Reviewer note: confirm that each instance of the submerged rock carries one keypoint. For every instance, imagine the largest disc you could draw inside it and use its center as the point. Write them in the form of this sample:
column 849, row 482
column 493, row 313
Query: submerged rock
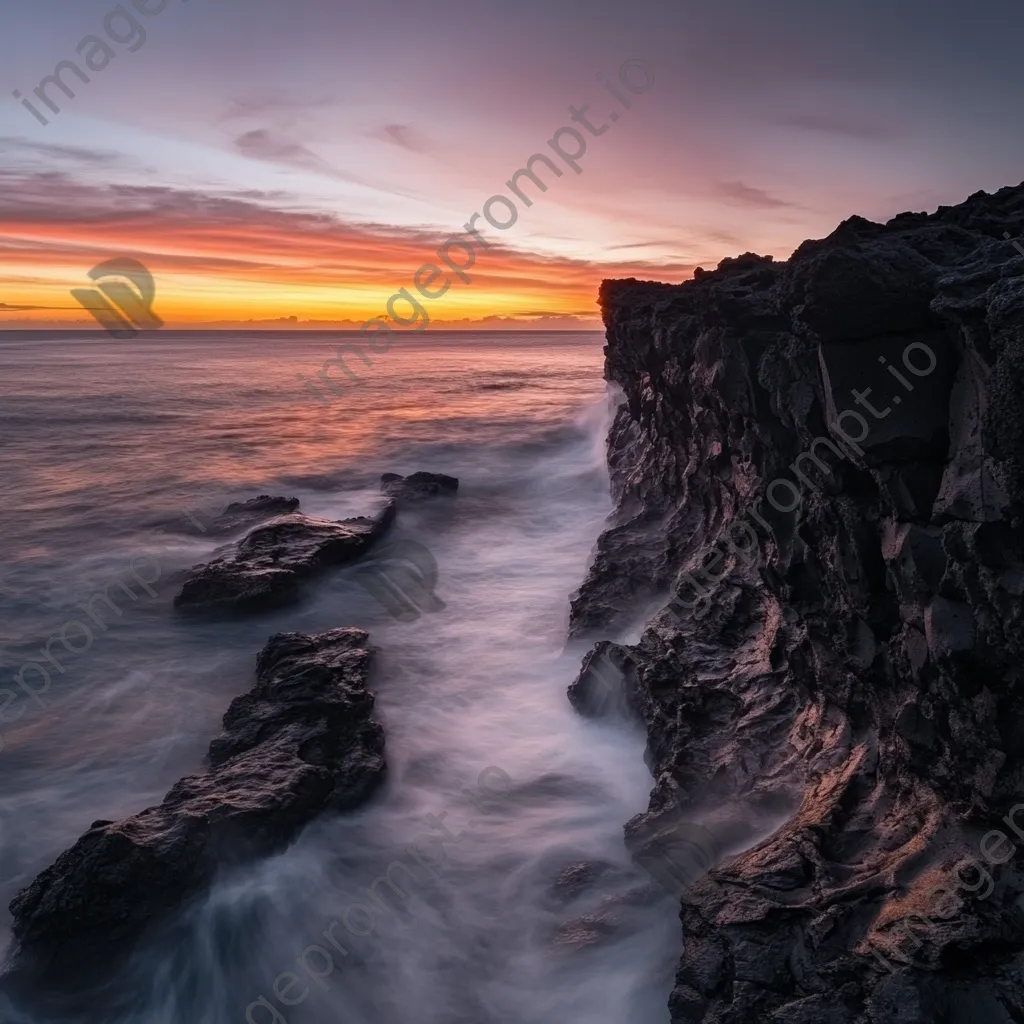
column 270, row 562
column 240, row 514
column 819, row 468
column 300, row 741
column 418, row 486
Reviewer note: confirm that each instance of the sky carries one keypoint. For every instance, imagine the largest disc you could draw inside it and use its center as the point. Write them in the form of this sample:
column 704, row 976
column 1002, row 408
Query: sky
column 278, row 159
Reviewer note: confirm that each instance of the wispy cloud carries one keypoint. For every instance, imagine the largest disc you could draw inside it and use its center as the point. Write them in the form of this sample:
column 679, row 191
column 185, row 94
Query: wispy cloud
column 835, row 124
column 226, row 254
column 743, row 195
column 402, row 135
column 17, row 145
column 6, row 307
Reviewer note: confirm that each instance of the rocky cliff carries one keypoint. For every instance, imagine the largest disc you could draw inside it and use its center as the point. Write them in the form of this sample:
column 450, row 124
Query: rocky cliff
column 819, row 475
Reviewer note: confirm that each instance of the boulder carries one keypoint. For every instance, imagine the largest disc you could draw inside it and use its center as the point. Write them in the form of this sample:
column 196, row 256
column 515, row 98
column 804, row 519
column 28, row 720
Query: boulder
column 418, row 486
column 301, row 741
column 855, row 412
column 270, row 563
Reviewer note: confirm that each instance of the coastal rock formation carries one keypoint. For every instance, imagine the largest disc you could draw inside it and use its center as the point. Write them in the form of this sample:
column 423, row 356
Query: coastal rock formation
column 818, row 471
column 240, row 514
column 300, row 741
column 269, row 564
column 418, row 486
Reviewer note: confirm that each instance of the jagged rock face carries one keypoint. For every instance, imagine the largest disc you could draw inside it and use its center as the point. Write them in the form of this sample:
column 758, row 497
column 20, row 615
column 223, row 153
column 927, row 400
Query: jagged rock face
column 418, row 486
column 240, row 514
column 838, row 440
column 300, row 741
column 270, row 563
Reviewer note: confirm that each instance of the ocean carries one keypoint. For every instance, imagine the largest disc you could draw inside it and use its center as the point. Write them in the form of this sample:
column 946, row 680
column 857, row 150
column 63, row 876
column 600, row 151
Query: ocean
column 114, row 455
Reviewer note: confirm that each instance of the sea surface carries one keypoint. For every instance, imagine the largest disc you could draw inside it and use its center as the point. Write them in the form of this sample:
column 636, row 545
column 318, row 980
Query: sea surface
column 104, row 446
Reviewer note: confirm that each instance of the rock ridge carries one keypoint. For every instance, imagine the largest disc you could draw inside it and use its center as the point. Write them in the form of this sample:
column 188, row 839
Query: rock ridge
column 838, row 655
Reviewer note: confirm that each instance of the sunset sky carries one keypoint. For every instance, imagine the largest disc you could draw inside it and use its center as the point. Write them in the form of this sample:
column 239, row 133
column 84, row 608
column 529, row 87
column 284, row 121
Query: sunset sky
column 302, row 158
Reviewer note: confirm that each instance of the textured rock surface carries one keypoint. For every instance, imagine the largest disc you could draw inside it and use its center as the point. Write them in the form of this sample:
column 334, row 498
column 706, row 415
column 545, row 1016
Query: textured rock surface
column 240, row 514
column 269, row 564
column 851, row 667
column 300, row 741
column 418, row 486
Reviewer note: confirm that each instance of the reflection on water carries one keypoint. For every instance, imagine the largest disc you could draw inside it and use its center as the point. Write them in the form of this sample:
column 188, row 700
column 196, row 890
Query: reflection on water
column 489, row 881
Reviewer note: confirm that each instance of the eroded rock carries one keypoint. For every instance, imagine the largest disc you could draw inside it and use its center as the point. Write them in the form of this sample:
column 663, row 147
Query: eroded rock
column 858, row 665
column 418, row 486
column 300, row 741
column 270, row 563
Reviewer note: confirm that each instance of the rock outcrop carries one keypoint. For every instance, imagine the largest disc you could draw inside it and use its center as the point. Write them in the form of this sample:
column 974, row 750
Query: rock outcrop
column 300, row 741
column 418, row 486
column 270, row 563
column 253, row 510
column 819, row 470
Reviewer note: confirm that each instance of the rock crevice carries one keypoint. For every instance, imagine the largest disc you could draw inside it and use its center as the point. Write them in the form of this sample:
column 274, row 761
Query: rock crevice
column 818, row 471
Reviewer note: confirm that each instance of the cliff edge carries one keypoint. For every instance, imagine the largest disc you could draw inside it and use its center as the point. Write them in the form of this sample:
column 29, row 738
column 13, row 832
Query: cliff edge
column 818, row 472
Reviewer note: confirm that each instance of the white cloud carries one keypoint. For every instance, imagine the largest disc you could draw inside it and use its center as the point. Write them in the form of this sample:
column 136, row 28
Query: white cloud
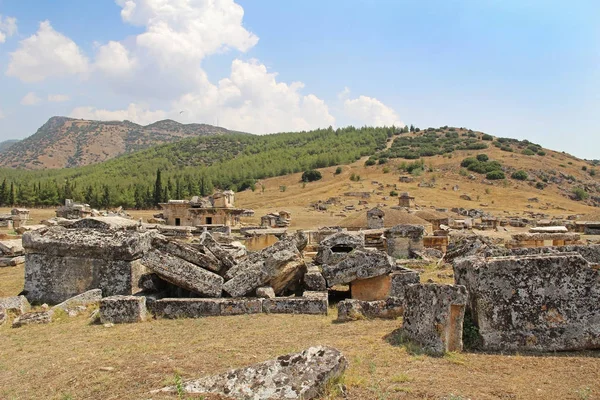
column 135, row 113
column 8, row 27
column 58, row 98
column 370, row 111
column 30, row 99
column 45, row 54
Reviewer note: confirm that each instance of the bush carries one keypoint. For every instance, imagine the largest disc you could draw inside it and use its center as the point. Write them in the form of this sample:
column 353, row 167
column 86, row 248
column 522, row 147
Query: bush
column 580, row 194
column 520, row 175
column 495, row 175
column 311, row 175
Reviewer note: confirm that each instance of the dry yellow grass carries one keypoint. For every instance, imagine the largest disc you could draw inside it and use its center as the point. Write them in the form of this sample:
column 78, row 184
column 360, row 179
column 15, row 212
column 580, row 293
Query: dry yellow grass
column 70, row 359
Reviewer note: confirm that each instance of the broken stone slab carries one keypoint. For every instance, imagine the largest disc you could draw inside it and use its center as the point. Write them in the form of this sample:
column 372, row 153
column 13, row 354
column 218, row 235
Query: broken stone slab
column 37, row 317
column 98, row 244
column 16, row 304
column 336, row 247
column 183, row 274
column 186, row 252
column 105, row 223
column 196, row 308
column 353, row 310
column 434, row 315
column 314, row 280
column 11, row 261
column 303, row 375
column 79, row 303
column 122, row 309
column 265, row 292
column 280, row 266
column 13, row 247
column 308, row 304
column 360, row 264
column 52, row 279
column 546, row 302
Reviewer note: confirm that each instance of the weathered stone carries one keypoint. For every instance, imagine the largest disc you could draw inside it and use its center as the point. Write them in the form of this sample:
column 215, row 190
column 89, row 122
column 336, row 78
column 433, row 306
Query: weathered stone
column 16, row 304
column 265, row 292
column 352, row 310
column 314, row 280
column 88, row 243
column 105, row 223
column 310, row 304
column 12, row 247
column 122, row 309
column 183, row 274
column 38, row 317
column 280, row 266
column 434, row 315
column 360, row 264
column 186, row 252
column 302, row 375
column 77, row 304
column 336, row 247
column 533, row 303
column 196, row 308
column 52, row 279
column 11, row 261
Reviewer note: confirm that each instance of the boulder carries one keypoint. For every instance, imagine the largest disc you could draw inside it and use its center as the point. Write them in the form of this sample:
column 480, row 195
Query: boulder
column 122, row 309
column 352, row 310
column 183, row 274
column 360, row 264
column 38, row 317
column 303, row 375
column 16, row 304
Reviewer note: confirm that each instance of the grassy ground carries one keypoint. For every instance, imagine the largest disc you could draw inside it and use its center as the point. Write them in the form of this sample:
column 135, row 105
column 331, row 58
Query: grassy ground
column 71, row 359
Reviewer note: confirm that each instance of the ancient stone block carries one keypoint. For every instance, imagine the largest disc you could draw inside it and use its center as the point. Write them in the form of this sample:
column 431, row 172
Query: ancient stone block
column 183, row 274
column 53, row 279
column 360, row 264
column 89, row 243
column 336, row 247
column 196, row 308
column 434, row 315
column 186, row 252
column 265, row 292
column 543, row 302
column 16, row 304
column 303, row 375
column 39, row 317
column 296, row 305
column 352, row 310
column 122, row 309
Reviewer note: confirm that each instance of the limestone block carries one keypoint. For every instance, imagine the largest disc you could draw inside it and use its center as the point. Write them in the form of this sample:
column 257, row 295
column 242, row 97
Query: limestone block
column 122, row 309
column 434, row 315
column 183, row 274
column 303, row 375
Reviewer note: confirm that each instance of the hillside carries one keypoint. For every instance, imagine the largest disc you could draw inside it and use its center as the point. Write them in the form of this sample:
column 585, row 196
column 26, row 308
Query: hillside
column 497, row 174
column 65, row 142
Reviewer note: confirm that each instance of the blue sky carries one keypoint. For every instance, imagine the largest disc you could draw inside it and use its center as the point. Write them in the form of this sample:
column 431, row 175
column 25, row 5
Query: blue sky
column 525, row 69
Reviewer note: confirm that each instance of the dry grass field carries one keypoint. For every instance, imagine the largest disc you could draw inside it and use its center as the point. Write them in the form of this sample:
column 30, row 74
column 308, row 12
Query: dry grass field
column 71, row 359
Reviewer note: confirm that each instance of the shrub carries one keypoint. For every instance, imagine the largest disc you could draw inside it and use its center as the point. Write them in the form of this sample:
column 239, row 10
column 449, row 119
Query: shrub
column 580, row 194
column 495, row 175
column 520, row 175
column 311, row 175
column 528, row 152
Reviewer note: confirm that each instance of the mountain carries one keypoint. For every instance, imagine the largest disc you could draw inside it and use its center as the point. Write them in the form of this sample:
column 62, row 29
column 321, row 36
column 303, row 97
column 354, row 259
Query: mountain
column 7, row 144
column 66, row 142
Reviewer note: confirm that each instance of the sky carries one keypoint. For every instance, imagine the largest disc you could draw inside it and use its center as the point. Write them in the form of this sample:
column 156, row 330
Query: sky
column 528, row 69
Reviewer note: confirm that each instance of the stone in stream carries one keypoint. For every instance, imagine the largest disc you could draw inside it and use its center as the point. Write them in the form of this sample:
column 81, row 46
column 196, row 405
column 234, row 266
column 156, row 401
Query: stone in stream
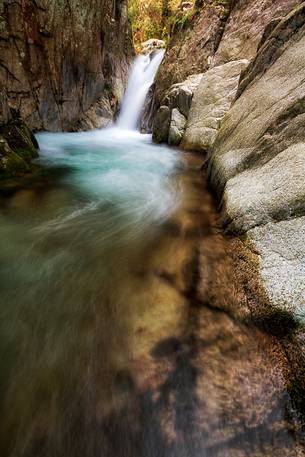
column 177, row 127
column 178, row 97
column 161, row 125
column 211, row 101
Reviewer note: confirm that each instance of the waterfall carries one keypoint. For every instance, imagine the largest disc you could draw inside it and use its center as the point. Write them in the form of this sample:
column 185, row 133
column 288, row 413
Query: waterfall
column 142, row 76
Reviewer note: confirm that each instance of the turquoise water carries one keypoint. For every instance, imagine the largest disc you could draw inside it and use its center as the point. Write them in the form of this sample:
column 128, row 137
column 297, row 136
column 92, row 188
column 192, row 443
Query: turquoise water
column 71, row 247
column 110, row 346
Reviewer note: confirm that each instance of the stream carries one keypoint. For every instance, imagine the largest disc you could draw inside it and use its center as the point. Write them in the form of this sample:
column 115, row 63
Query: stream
column 115, row 340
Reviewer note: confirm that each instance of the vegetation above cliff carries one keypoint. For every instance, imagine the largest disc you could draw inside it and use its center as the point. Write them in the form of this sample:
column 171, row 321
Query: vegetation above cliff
column 161, row 18
column 152, row 19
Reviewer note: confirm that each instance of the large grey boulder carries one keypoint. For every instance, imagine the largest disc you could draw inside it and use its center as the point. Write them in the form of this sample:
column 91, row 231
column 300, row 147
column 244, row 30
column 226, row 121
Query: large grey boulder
column 274, row 191
column 282, row 261
column 257, row 163
column 177, row 127
column 178, row 97
column 210, row 103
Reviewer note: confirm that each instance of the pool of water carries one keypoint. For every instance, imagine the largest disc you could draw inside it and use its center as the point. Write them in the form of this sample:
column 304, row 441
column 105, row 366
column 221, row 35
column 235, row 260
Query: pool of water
column 108, row 346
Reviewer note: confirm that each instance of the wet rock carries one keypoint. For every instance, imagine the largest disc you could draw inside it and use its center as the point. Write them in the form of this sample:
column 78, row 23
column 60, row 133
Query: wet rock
column 59, row 59
column 161, row 125
column 18, row 147
column 178, row 98
column 152, row 45
column 210, row 103
column 191, row 46
column 177, row 127
column 246, row 25
column 180, row 95
column 258, row 161
column 282, row 259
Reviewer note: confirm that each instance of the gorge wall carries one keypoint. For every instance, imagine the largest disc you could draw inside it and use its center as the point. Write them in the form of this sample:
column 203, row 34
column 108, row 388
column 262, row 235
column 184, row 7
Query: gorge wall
column 246, row 117
column 63, row 66
column 58, row 59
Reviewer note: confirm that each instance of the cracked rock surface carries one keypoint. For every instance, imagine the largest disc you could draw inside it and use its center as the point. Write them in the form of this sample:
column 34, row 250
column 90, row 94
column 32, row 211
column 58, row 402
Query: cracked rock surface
column 58, row 59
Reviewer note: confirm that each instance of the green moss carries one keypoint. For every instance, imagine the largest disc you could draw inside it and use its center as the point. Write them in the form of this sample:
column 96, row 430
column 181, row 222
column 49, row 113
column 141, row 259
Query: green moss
column 18, row 147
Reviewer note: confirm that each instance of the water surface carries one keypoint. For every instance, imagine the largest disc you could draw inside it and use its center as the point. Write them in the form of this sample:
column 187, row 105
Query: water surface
column 110, row 344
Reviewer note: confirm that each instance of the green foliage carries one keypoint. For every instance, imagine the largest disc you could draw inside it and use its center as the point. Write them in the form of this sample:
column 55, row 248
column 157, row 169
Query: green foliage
column 151, row 19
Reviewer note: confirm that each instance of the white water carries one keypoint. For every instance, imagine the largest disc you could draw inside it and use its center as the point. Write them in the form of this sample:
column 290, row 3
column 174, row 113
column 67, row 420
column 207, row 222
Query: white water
column 141, row 78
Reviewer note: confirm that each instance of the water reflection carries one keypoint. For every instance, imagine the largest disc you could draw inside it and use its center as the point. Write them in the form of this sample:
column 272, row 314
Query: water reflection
column 109, row 347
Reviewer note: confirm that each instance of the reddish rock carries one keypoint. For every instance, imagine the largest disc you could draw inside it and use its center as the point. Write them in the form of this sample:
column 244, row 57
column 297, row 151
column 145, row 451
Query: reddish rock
column 59, row 58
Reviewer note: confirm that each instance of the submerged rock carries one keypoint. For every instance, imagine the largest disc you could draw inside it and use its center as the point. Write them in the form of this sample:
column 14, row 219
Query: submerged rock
column 161, row 125
column 177, row 127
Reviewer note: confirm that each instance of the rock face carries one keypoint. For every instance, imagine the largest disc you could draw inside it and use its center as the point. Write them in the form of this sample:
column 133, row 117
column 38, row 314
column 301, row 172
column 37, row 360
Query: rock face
column 245, row 26
column 18, row 147
column 258, row 161
column 177, row 127
column 174, row 111
column 59, row 58
column 192, row 46
column 218, row 32
column 211, row 101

* Problem: Can you reproduce, character for character, the lines of the listing from the one containing "the water reflection" up to and including the one containing "column 109, row 347"?

* Final answer:
Reviewer note: confirm that each instance of the water reflection carries one keypoint. For every instance, imagine the largest disc you could draw inside it and use its center as the point. Write them in the form of this sample:
column 272, row 314
Query: water reflection
column 109, row 347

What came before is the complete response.